=== What you have to do ===
Each record needs to be echoed exactly; can you do that?

=== Task data ===
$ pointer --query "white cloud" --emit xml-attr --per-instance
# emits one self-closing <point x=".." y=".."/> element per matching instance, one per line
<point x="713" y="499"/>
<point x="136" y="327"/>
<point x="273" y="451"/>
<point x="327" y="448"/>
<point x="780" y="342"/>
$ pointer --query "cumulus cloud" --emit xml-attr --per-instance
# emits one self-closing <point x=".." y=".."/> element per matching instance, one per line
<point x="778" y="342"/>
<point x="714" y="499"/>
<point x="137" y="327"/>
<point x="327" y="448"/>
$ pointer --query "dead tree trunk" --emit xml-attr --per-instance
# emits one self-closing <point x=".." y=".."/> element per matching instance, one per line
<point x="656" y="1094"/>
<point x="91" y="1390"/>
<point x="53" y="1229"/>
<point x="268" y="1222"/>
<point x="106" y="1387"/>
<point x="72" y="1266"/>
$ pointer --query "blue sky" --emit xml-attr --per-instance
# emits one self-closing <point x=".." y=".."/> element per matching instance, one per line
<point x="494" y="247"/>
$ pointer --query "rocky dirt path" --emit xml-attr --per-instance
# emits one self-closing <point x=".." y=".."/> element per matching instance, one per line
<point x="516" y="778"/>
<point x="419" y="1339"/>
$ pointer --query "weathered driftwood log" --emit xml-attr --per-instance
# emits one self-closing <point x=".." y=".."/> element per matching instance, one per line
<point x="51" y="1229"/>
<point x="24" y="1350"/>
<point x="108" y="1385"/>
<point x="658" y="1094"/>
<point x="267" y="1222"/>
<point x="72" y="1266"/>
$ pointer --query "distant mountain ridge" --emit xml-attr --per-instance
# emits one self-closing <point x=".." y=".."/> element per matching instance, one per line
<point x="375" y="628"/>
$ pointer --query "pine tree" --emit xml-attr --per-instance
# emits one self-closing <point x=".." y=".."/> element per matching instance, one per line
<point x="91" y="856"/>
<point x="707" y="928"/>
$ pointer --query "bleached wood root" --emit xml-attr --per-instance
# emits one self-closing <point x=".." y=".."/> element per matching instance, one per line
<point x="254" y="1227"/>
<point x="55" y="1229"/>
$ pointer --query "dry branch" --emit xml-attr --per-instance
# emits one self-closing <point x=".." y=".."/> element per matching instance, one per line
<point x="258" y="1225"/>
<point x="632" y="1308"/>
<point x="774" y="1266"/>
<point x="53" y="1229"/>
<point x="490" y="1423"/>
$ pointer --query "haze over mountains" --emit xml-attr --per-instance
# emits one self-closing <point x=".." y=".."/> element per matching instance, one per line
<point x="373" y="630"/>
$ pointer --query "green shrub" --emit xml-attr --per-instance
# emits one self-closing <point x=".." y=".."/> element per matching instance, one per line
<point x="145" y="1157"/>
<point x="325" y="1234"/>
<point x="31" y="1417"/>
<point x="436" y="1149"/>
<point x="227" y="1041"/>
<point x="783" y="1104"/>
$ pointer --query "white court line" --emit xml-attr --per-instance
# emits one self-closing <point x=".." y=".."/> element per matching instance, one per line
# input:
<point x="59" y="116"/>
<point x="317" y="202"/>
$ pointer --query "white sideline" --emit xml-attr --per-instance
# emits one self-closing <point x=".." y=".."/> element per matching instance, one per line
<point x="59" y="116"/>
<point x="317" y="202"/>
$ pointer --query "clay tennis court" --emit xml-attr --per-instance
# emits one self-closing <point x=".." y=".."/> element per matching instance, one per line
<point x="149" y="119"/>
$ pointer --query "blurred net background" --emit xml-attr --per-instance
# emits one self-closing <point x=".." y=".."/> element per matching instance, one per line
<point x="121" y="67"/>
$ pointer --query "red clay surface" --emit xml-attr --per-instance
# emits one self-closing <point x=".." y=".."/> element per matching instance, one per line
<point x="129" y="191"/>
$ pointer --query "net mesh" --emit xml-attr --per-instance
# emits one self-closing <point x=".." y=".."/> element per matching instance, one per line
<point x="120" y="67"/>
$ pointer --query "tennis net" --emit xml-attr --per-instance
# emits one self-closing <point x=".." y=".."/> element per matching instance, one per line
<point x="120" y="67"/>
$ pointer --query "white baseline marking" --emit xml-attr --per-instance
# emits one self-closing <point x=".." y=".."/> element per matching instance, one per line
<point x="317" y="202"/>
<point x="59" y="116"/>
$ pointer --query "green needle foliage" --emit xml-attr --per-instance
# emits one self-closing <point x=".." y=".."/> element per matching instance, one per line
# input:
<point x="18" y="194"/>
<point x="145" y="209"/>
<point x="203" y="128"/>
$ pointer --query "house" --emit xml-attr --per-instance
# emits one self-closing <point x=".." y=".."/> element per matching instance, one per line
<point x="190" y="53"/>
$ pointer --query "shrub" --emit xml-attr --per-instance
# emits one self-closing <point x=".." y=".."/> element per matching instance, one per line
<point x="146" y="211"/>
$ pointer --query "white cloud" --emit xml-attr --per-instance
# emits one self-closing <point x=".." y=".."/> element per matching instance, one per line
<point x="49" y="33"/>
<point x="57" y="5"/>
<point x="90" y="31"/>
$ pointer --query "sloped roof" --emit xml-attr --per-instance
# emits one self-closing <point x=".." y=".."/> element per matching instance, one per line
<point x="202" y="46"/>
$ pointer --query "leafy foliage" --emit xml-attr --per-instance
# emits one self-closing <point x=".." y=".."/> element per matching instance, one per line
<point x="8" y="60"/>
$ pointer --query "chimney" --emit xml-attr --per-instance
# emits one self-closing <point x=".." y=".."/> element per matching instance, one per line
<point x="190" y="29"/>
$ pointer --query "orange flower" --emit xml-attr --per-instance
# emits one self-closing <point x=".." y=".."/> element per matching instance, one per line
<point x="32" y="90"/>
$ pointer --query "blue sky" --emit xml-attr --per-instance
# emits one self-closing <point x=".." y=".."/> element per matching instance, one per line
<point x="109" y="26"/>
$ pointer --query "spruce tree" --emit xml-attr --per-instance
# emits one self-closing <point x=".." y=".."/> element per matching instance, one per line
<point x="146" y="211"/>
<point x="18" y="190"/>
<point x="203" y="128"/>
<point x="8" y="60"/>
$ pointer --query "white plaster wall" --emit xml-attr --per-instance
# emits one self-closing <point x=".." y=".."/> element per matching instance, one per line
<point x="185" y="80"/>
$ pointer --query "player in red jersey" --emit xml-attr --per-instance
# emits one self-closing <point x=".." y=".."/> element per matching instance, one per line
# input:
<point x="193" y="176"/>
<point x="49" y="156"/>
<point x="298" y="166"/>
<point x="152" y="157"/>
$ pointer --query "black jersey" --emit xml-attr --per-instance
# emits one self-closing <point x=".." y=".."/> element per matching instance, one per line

=== Response ===
$ pointer --query "white cloud" --emit xml-attr --per-instance
# emits one self-closing <point x=".." y=".."/> element per matching instance, one per line
<point x="713" y="499"/>
<point x="136" y="327"/>
<point x="273" y="451"/>
<point x="327" y="448"/>
<point x="780" y="342"/>
$ pointer --query "cumulus cloud" --emit xml-attr --per-instance
# emits one self-closing <point x=".." y=".."/> element per matching instance, one per line
<point x="778" y="342"/>
<point x="714" y="499"/>
<point x="137" y="327"/>
<point x="327" y="448"/>
$ pointer --query "dead tree trunk" --emit xml-attr --per-instance
# emits one self-closing <point x=".." y=".."/> element per matching instance, one per line
<point x="656" y="1094"/>
<point x="91" y="1390"/>
<point x="53" y="1229"/>
<point x="268" y="1222"/>
<point x="106" y="1387"/>
<point x="72" y="1266"/>
$ pointer --query "blue sky" --emit xml-attr --per-instance
# emits one self-closing <point x=".." y=".."/> element per matching instance, one per line
<point x="494" y="247"/>
$ pointer --query "rocky dirt path" --emit xml-attr --per-instance
# emits one self-closing <point x=".." y=".."/> element per matching instance, one per line
<point x="516" y="778"/>
<point x="419" y="1339"/>
$ pointer --query "weathered driftwood log" --emit xml-attr --per-instance
# emits one self-closing <point x=".." y=".."/> element per matching instance, one per line
<point x="51" y="1229"/>
<point x="24" y="1350"/>
<point x="108" y="1385"/>
<point x="658" y="1094"/>
<point x="267" y="1222"/>
<point x="72" y="1266"/>
$ pointer --query "distant mountain ridge" --emit xml-attr --per-instance
# emits one self-closing <point x=".." y=".."/> element per matching instance, one per line
<point x="375" y="628"/>
$ pointer --query "pine tree" --emit xml-attr --per-instance
# emits one self-closing <point x=".." y=".."/> element per matching instance, one per line
<point x="91" y="856"/>
<point x="707" y="928"/>
$ pointer --query "bleached wood root" --emit xml-attr --per-instance
# emits one self-closing <point x=".." y=".."/> element per matching instance, one per line
<point x="254" y="1227"/>
<point x="55" y="1229"/>
$ pointer --query "dry branch" --emit xml-attr --per-instance
# emits one self-closing <point x=".." y=".."/> element per matching instance, one per line
<point x="258" y="1225"/>
<point x="632" y="1308"/>
<point x="774" y="1266"/>
<point x="53" y="1229"/>
<point x="490" y="1423"/>
$ pointer --query "haze over mountains" --emit xml-attr --per-instance
# emits one self-closing <point x=".." y=".."/> element per matching instance, one per line
<point x="373" y="630"/>
$ pointer --query "green shrub" --emit xml-attr --per-instance
# emits one self-closing <point x=".." y=".."/> element per matching instance, one per line
<point x="145" y="1157"/>
<point x="325" y="1234"/>
<point x="31" y="1417"/>
<point x="436" y="1149"/>
<point x="227" y="1041"/>
<point x="783" y="1104"/>
$ pointer --query "white court line" --emit xml-attr --per-instance
# emits one self-closing <point x=".." y=".."/> element per matching instance, one per line
# input:
<point x="59" y="116"/>
<point x="317" y="202"/>
$ pointer --query "white sideline" --emit xml-attr --per-instance
# emits one self-closing <point x=".." y=".."/> element per matching instance, one per line
<point x="59" y="116"/>
<point x="317" y="202"/>
$ pointer --query "clay tennis court" --emit xml-attr --per-instance
# emits one self-closing <point x=".." y=".."/> element per matching instance, one per line
<point x="149" y="119"/>
$ pointer --query "blurred net background" --emit xml-attr --per-instance
# emits one self-closing <point x=".." y=".."/> element per matching instance, one per line
<point x="121" y="67"/>
$ pointer --query "red clay surface" --emit xml-attr --per-instance
# emits one self-closing <point x=".." y=".."/> element per matching instance, one per line
<point x="129" y="191"/>
$ pointer --query "net mesh" --emit xml-attr --per-instance
# emits one self-closing <point x=".." y=".."/> element per matching instance, one per line
<point x="120" y="67"/>
$ pointer --query "tennis net" --emit xml-attr --per-instance
# emits one self-closing <point x=".." y=".."/> element per matching instance, one per line
<point x="120" y="67"/>
$ pointer --query "white baseline marking" --emit xml-attr --per-instance
# emits one self-closing <point x=".." y=".."/> element per matching instance, one per line
<point x="317" y="202"/>
<point x="59" y="116"/>
$ pointer --query "green needle foliage" --emit xml-attr --per-instance
# emits one self-closing <point x=".." y=".."/> element per matching instance, one per line
# input:
<point x="18" y="194"/>
<point x="145" y="209"/>
<point x="203" y="128"/>
$ pointer --query "house" --emit xml-attr --per-instance
# emits one self-closing <point x=".." y=".."/> element per matching instance, one per line
<point x="190" y="53"/>
$ pointer --query "shrub" --emit xml-attr --per-instance
# emits one self-closing <point x=".." y=".."/> element per matching instance, one per line
<point x="146" y="211"/>
$ pointer --query "white cloud" --emit xml-attr --per-instance
# emits one self-closing <point x=".." y=".."/> element per matching instance, one per line
<point x="49" y="33"/>
<point x="57" y="5"/>
<point x="90" y="31"/>
$ pointer --query "sloped roof" --emit xml-attr --per-instance
# emits one self-closing <point x=".." y=".."/> element per matching instance, one per line
<point x="202" y="46"/>
$ pointer --query "leafy foliage" --emit xml-attr --per-instance
# emits one self-closing <point x=".." y=".."/> element per matching instance, one per line
<point x="8" y="60"/>
$ pointer --query "chimney" --emit xml-attr --per-instance
# emits one self-closing <point x=".." y=".."/> element per matching instance, one per line
<point x="190" y="29"/>
$ pointer --query "orange flower" --emit xml-attr --per-instance
# emits one self-closing <point x=".." y=".."/> element per matching instance, one per line
<point x="32" y="90"/>
$ pointer --query "blue sky" --emit xml-attr --per-instance
# emits one self-closing <point x=".." y=".."/> element per matching instance, one per line
<point x="109" y="26"/>
$ pointer --query "spruce tree" --emit xml-attr --per-instance
# emits one self-closing <point x=".." y=".."/> element per matching instance, one per line
<point x="146" y="211"/>
<point x="18" y="190"/>
<point x="203" y="128"/>
<point x="8" y="60"/>
$ pointer --query "white plaster wall" --emit xml-attr --per-instance
# emits one self-closing <point x=".." y=".."/> element per matching instance, one per line
<point x="185" y="80"/>
$ pointer --query "player in red jersey" --emit xml-attr --per-instance
# emits one self-closing <point x=".." y=".."/> element per matching instance, one per line
# input:
<point x="193" y="176"/>
<point x="49" y="156"/>
<point x="298" y="166"/>
<point x="152" y="157"/>
$ pointer --query "black jersey" --emit xml-attr --per-instance
# emits one self-closing <point x=".." y=".."/> element per matching instance, one per line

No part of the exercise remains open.